(Location identification entries)
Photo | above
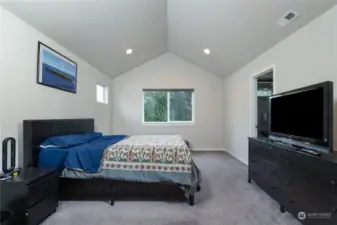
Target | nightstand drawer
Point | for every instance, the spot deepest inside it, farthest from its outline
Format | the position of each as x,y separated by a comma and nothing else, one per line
42,188
39,212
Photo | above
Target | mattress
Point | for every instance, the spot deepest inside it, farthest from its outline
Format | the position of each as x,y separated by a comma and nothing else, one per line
77,174
53,158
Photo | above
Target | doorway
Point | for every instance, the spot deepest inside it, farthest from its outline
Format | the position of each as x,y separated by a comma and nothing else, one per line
263,86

▸ SET TASK:
Reproduce all of the material above word for word, leaving out the pictures.

▸ FINAL ANSWER:
Photo | above
Target | nightstand drawer
Point | for every instance, the spot deepest inside it, farthest from its outline
Format | the position of each as x,y separated by a comma and nothing else, one per line
42,188
39,212
Photo | above
Target | mattress
Point | for every instance, the spot deepest inside it, farthest from its outline
Format | the position of each as x,y separated by a comma and nothing else, one per line
77,174
53,158
Photo | above
Target | doorway
Point | for every instance, the spot deepest inside it, farthest from its outline
Format | the position of each as x,y separated by a comma and nothing else, one per line
263,86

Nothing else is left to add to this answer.